* **What needs to be done**
Copy the listing below line for line without any changes, but leave out the pictures.

————————

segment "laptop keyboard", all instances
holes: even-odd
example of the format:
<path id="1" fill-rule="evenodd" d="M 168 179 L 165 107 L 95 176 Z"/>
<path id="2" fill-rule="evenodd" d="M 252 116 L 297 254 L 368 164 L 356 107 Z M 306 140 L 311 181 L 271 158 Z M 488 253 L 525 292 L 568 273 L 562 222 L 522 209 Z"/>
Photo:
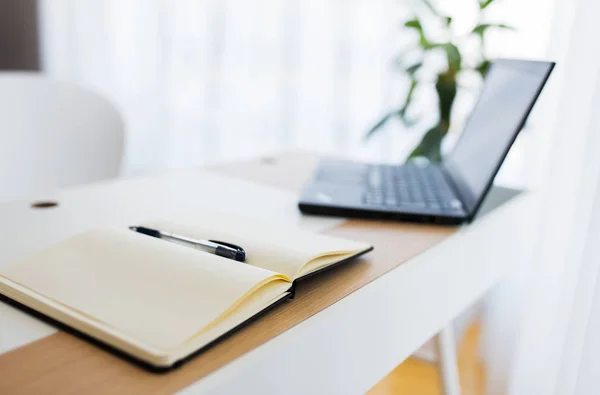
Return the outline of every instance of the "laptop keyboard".
<path id="1" fill-rule="evenodd" d="M 455 211 L 462 207 L 436 166 L 370 165 L 363 202 L 368 205 L 413 206 Z"/>

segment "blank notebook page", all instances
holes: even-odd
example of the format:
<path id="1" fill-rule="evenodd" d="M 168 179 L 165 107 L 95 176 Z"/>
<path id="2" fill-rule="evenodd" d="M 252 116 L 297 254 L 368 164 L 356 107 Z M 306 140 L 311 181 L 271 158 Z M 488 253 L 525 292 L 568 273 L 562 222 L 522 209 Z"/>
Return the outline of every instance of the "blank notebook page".
<path id="1" fill-rule="evenodd" d="M 284 283 L 267 270 L 121 229 L 82 233 L 0 274 L 162 350 L 181 346 L 258 285 Z"/>

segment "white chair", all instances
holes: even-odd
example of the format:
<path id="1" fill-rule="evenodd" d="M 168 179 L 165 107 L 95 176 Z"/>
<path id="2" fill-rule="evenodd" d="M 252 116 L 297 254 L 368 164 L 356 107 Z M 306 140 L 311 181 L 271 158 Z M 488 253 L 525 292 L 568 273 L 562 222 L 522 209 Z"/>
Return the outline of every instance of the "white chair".
<path id="1" fill-rule="evenodd" d="M 105 98 L 37 73 L 0 73 L 0 201 L 118 175 L 124 123 Z"/>

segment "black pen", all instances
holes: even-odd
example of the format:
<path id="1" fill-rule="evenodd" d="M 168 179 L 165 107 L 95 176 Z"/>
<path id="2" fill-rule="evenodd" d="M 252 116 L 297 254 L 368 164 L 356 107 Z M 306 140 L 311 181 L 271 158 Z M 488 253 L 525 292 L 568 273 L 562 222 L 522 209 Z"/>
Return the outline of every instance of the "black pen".
<path id="1" fill-rule="evenodd" d="M 222 256 L 224 258 L 236 260 L 238 262 L 244 262 L 246 260 L 246 252 L 244 251 L 244 249 L 233 244 L 224 243 L 216 240 L 192 239 L 190 237 L 146 228 L 144 226 L 130 226 L 129 229 L 133 230 L 134 232 L 142 233 L 144 235 L 156 237 L 159 239 L 173 241 L 176 243 L 183 243 L 191 247 L 208 251 L 218 256 Z"/>

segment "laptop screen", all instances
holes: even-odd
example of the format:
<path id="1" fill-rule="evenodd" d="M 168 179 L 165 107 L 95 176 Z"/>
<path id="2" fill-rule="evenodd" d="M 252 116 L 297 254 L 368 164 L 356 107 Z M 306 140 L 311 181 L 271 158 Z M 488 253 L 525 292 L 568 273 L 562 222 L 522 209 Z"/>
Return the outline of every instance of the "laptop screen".
<path id="1" fill-rule="evenodd" d="M 492 64 L 479 101 L 444 161 L 469 212 L 487 192 L 553 66 L 517 60 Z"/>

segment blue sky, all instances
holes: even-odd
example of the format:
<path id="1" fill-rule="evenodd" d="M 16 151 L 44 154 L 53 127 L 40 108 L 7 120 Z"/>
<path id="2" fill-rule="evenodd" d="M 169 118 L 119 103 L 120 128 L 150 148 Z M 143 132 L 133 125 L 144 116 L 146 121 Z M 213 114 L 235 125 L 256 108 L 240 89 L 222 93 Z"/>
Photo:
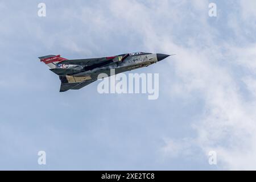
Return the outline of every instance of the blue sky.
<path id="1" fill-rule="evenodd" d="M 0 1 L 0 169 L 255 169 L 255 6 Z M 133 71 L 159 73 L 156 100 L 100 94 L 97 82 L 60 93 L 59 78 L 37 58 L 135 51 L 177 54 Z"/>

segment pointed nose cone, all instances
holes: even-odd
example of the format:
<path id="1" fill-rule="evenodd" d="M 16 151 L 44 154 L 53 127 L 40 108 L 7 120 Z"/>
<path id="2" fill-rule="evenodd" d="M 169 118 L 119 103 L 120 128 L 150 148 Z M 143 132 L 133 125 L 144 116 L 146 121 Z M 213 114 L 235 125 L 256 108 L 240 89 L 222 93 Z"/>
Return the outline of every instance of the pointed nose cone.
<path id="1" fill-rule="evenodd" d="M 170 55 L 164 55 L 163 53 L 157 53 L 156 54 L 156 58 L 158 59 L 158 61 L 160 61 L 164 59 L 166 59 L 166 57 L 170 56 Z"/>

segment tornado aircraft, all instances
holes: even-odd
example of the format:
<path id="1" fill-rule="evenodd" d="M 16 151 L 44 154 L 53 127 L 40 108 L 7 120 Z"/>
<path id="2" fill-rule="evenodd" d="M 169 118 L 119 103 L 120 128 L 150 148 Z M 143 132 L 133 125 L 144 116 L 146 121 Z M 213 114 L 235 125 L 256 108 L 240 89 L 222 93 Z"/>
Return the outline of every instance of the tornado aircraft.
<path id="1" fill-rule="evenodd" d="M 115 75 L 127 71 L 148 67 L 171 56 L 162 53 L 134 52 L 111 57 L 68 60 L 60 55 L 39 57 L 53 73 L 59 75 L 61 82 L 60 92 L 77 90 L 102 78 L 100 73 L 110 75 L 114 69 Z"/>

————————

* **Answer to this task**
segment "laptop keyboard", all instances
holes: even-odd
example of the format:
<path id="1" fill-rule="evenodd" d="M 168 179 L 165 107 L 95 176 Z"/>
<path id="2" fill-rule="evenodd" d="M 252 116 L 297 254 L 368 164 L 356 107 Z M 306 140 L 311 181 L 271 158 Z M 488 253 L 525 292 L 568 273 L 562 222 L 522 209 Z"/>
Photo:
Return the outline of every instance of the "laptop keyboard".
<path id="1" fill-rule="evenodd" d="M 455 211 L 462 207 L 436 166 L 370 165 L 363 202 L 368 205 L 413 206 Z"/>

segment "blank notebook page", all instances
holes: even-odd
example of the format:
<path id="1" fill-rule="evenodd" d="M 168 179 L 165 107 L 95 176 Z"/>
<path id="2" fill-rule="evenodd" d="M 252 116 L 297 254 L 368 164 L 356 107 Z M 306 140 L 311 181 L 271 158 Z M 488 253 L 525 292 L 568 273 L 562 222 L 522 209 Z"/>
Return the outline of every instance of the "blank notebook page".
<path id="1" fill-rule="evenodd" d="M 284 283 L 267 270 L 121 229 L 82 233 L 0 274 L 162 350 L 181 346 L 258 285 Z"/>

segment "white chair", all instances
holes: even-odd
example of the format:
<path id="1" fill-rule="evenodd" d="M 168 179 L 165 107 L 95 176 Z"/>
<path id="2" fill-rule="evenodd" d="M 252 116 L 297 254 L 368 164 L 356 107 Z M 306 140 L 311 181 L 271 158 Z M 488 253 L 525 292 L 568 273 L 562 222 L 522 209 Z"/>
Return the outline of every instance of the "white chair".
<path id="1" fill-rule="evenodd" d="M 105 98 L 37 73 L 0 73 L 0 201 L 118 175 L 124 123 Z"/>

segment "black pen", all instances
holes: even-odd
example of the format:
<path id="1" fill-rule="evenodd" d="M 168 179 L 165 107 L 95 176 Z"/>
<path id="2" fill-rule="evenodd" d="M 252 116 L 297 254 L 368 164 L 356 107 Z M 306 140 L 311 181 L 271 158 Z M 488 253 L 525 292 L 568 273 L 562 222 L 522 209 Z"/>
Return the outline of every instance of the "black pen".
<path id="1" fill-rule="evenodd" d="M 222 256 L 224 258 L 236 260 L 238 262 L 244 262 L 246 260 L 246 252 L 244 251 L 244 249 L 233 244 L 224 243 L 216 240 L 192 239 L 190 237 L 146 228 L 144 226 L 130 226 L 129 229 L 133 230 L 134 232 L 142 233 L 144 235 L 156 237 L 159 239 L 173 241 L 176 243 L 183 243 L 191 247 L 208 251 L 218 256 Z"/>

segment "laptop screen", all instances
holes: even-odd
example of the format:
<path id="1" fill-rule="evenodd" d="M 168 179 L 165 107 L 95 176 Z"/>
<path id="2" fill-rule="evenodd" d="M 252 116 L 297 254 L 368 164 L 356 107 Z M 306 140 L 311 181 L 271 158 Z M 488 253 L 525 292 L 568 273 L 562 222 L 522 209 Z"/>
Return the outline of every instance of the "laptop screen".
<path id="1" fill-rule="evenodd" d="M 492 64 L 479 101 L 444 161 L 469 212 L 487 192 L 553 66 L 517 60 Z"/>

segment blue sky, all instances
holes: even-odd
example of the format:
<path id="1" fill-rule="evenodd" d="M 16 151 L 44 154 L 53 127 L 40 108 L 7 120 Z"/>
<path id="2" fill-rule="evenodd" d="M 169 118 L 119 103 L 120 128 L 150 148 Z M 143 132 L 133 125 L 144 116 L 146 121 Z M 213 114 L 235 125 L 256 108 L 240 89 L 222 93 Z"/>
Photo:
Return the outline of every instance of the blue sky.
<path id="1" fill-rule="evenodd" d="M 0 1 L 0 169 L 255 169 L 255 6 Z M 133 71 L 159 73 L 156 100 L 100 94 L 97 82 L 60 93 L 59 78 L 37 58 L 135 51 L 177 54 Z"/>

segment pointed nose cone, all instances
holes: even-odd
example of the format:
<path id="1" fill-rule="evenodd" d="M 16 151 L 44 154 L 53 127 L 40 108 L 7 120 Z"/>
<path id="2" fill-rule="evenodd" d="M 169 118 L 119 103 L 120 128 L 150 148 Z M 143 132 L 133 125 L 144 116 L 146 121 Z M 213 114 L 235 125 L 256 108 L 240 89 L 222 93 Z"/>
Return the outline of every instance of the pointed nose cone.
<path id="1" fill-rule="evenodd" d="M 170 55 L 164 55 L 163 53 L 157 53 L 156 54 L 156 58 L 158 59 L 158 61 L 160 61 L 164 59 L 166 59 L 166 57 L 170 56 Z"/>

segment tornado aircraft, all instances
holes: even-odd
example of the format:
<path id="1" fill-rule="evenodd" d="M 16 151 L 44 154 L 53 127 L 40 108 L 7 120 Z"/>
<path id="2" fill-rule="evenodd" d="M 169 118 L 119 103 L 120 128 L 150 148 Z M 143 132 L 133 125 L 144 116 L 146 121 Z M 213 114 L 235 125 L 256 108 L 240 89 L 222 93 Z"/>
Return the outline of every instance of the tornado aircraft.
<path id="1" fill-rule="evenodd" d="M 115 75 L 127 71 L 148 67 L 171 56 L 162 53 L 134 52 L 111 57 L 68 60 L 60 55 L 39 57 L 53 73 L 59 75 L 61 82 L 60 92 L 77 90 L 102 78 L 100 73 L 110 75 L 114 69 Z"/>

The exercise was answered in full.